• [ENUNCIADO 1]
Resume en dos oraciones el fragmento sobre la inversión de impacto social.
----
La propuesta tiene un componente vertical donde se caracterizan aquellos activos financieros que se dirigen a la salud, educación, vivienda, protección, inclusión financiera e infraestructuras básicas, con el objetivo de garantizar una vida digna y sociedades más cohesionadas. No basta con financiar estos sectores para ser considerada una inversión de impacto social. Hay que hacerlo asegurando un acceso universal asequible y adaptado a cada contexto social y cultural. Por ejemplo, invertir en una empresa farmacéutica que produce vacunas no sería 'per se' una inversión social, hasta que no se demuestre una acción decidida y medible por hacer las vacunas accesibles a toda la población. Lo mismo para la vivienda.
----
• [ENUNCIADO 2]
En las entradas, toma todo lo que va desde la línea que contiene "segment returns the" hasta la línea que contiene "186), (403, 185)]]", ambas incluidas. Reescribe solo ese tramo cambiando "shirt collar" por "dress collar" y dejando intacto todo lo demás.
----
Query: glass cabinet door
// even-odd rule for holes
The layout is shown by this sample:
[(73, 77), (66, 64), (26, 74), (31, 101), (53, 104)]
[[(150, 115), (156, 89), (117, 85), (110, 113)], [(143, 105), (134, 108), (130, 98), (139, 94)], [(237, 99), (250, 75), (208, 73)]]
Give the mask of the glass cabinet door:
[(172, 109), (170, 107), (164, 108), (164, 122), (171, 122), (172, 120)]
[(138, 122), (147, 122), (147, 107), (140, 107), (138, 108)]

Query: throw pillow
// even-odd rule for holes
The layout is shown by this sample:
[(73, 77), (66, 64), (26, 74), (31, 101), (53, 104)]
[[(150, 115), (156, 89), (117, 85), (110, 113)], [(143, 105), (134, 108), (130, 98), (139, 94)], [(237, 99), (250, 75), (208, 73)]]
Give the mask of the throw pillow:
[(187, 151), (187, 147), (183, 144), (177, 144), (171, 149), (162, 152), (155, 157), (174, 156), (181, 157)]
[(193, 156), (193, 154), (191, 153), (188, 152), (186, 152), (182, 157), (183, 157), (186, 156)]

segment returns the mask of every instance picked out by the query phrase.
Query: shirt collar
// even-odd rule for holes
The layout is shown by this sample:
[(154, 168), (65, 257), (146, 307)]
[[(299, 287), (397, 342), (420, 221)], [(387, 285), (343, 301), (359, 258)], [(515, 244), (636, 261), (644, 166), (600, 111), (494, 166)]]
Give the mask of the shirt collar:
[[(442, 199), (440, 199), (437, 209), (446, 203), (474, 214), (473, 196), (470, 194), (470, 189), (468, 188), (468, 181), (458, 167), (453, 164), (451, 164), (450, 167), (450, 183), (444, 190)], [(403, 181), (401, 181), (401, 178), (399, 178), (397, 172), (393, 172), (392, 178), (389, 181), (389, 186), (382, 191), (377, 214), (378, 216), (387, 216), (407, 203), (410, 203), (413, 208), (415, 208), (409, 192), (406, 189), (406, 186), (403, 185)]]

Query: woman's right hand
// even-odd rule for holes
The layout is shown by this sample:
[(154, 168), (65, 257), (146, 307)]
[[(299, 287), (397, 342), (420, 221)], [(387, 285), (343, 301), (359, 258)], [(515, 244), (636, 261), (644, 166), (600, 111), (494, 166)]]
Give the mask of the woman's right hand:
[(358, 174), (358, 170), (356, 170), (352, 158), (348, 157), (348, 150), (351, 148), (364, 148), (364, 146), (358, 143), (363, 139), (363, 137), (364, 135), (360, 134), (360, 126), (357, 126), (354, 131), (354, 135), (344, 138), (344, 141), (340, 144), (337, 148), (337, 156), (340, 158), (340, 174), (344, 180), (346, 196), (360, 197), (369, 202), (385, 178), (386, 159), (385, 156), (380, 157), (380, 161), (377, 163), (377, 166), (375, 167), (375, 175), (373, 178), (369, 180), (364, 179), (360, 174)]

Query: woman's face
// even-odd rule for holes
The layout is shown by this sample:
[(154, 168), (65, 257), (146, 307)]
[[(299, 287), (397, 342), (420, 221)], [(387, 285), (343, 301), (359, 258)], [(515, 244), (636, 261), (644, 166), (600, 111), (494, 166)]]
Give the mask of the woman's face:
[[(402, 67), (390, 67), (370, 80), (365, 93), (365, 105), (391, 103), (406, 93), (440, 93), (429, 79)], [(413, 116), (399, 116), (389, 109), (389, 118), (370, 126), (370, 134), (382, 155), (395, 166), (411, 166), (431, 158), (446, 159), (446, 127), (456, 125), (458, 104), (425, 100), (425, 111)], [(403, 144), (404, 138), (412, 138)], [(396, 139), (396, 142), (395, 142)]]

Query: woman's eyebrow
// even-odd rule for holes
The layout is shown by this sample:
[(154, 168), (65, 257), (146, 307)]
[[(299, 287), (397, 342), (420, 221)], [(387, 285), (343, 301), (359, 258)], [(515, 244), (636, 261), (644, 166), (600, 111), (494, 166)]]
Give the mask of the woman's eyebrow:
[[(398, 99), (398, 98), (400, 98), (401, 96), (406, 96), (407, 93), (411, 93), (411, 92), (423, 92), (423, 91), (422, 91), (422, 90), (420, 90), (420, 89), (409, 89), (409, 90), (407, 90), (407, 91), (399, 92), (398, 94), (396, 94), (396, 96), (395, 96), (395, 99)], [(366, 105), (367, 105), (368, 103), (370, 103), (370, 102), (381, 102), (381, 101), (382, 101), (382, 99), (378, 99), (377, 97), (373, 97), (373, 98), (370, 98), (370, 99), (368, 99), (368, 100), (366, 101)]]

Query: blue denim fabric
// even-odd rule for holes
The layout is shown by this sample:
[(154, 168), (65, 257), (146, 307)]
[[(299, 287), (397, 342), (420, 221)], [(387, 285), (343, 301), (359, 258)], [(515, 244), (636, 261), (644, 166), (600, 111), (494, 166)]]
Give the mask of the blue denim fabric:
----
• [SOLUCIÓN 1]
La propuesta incluye un componente vertical que caracteriza los activos financieros dirigidos a la salud, la educación, la vivienda, la protección, la inclusión financiera y las infraestructuras básicas, con el objetivo de garantizar una vida digna y sociedades más cohesionadas. Financiar estos sectores no basta para que una inversión se considere de impacto social, ya que además debe asegurarse un acceso universal, asequible y adaptado a cada contexto social y cultural.

• [SOLUCIÓN 2]
segment returns the mask of every instance picked out by the query phrase.
Query: dress collar
// even-odd rule for holes
The layout is shown by this sample:
[(154, 168), (65, 257), (146, 307)]
[[(299, 287), (397, 342), (420, 221)], [(387, 285), (343, 301), (359, 258)], [(515, 244), (636, 261), (644, 166), (600, 111), (494, 166)]]
Give the mask of the dress collar:
[[(442, 199), (440, 199), (437, 209), (446, 203), (474, 214), (473, 196), (470, 194), (470, 189), (468, 188), (468, 181), (458, 167), (453, 164), (451, 164), (450, 167), (450, 183), (444, 190)], [(403, 181), (401, 181), (401, 178), (399, 178), (397, 172), (393, 172), (392, 178), (389, 181), (389, 186), (382, 191), (377, 214), (378, 216), (387, 216), (407, 203), (410, 203), (413, 208), (415, 208), (409, 192), (406, 189), (406, 186), (403, 185)]]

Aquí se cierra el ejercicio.